◆ **DATASET EXCERPTS**:

--

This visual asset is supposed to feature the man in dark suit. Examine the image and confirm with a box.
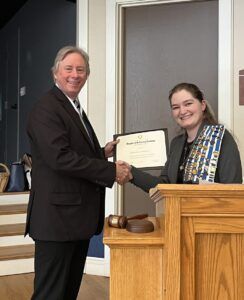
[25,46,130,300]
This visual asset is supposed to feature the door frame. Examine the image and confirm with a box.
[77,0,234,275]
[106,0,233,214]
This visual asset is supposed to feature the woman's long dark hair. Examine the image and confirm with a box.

--

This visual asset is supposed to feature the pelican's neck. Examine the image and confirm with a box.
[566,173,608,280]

--

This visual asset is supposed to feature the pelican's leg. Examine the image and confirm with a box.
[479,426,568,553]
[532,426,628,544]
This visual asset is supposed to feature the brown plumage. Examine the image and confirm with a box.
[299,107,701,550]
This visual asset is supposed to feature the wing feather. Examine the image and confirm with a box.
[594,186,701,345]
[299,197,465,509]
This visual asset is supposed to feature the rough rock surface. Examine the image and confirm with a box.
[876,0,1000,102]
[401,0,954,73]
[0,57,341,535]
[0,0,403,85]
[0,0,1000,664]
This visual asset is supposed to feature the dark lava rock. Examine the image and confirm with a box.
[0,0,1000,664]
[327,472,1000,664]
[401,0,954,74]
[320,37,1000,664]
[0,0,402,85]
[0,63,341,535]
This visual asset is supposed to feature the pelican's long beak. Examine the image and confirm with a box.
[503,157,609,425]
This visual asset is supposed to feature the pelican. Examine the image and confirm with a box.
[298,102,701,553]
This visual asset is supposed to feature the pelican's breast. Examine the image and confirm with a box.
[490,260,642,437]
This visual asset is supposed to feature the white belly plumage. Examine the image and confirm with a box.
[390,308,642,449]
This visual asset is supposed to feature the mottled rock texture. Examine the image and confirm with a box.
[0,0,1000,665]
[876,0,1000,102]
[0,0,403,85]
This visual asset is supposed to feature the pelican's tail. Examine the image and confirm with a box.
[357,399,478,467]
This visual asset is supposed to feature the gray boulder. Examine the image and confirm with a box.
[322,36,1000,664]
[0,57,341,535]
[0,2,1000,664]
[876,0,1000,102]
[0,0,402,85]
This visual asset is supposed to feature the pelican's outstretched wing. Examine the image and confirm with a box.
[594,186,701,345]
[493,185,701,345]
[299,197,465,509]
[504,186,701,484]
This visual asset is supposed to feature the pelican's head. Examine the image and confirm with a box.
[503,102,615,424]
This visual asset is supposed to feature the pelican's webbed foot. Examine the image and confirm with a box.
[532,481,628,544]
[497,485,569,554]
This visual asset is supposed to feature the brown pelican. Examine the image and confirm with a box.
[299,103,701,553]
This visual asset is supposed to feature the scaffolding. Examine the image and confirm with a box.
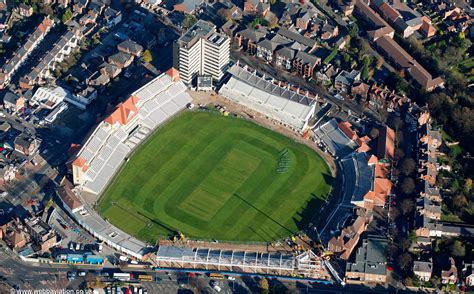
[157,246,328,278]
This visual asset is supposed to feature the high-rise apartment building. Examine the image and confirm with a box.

--

◆ **PROBLEM REQUIREMENTS**: Write out the listing above, starting with the line containing "This visual asset is supposed to feature the man" and continuing through the line containing "[106,0,233,214]". Leave the pictures out.

◆ **TASK SOLUTION**:
This visual asset is supposed to feature the man in dark suit. Examine the image and confirm with a box.
[25,46,130,300]
This visual asset is supposed to feature the door frame. Examine the image and confirm with a box.
[77,0,234,275]
[106,0,233,214]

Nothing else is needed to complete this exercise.